* [Stored rows]
* Start *
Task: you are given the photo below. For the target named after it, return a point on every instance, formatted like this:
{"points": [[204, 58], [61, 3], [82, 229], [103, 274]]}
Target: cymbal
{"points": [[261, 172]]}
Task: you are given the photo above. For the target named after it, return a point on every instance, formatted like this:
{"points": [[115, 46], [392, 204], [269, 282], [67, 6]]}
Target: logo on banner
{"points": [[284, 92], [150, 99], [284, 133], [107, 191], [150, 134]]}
* End *
* Start *
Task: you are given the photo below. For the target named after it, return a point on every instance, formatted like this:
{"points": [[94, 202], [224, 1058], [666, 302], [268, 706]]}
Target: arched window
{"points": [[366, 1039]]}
* End *
* [Work to do] How many lines of the listing above contain the string "points"? Reply with the number alone.

* [Expected answer] 6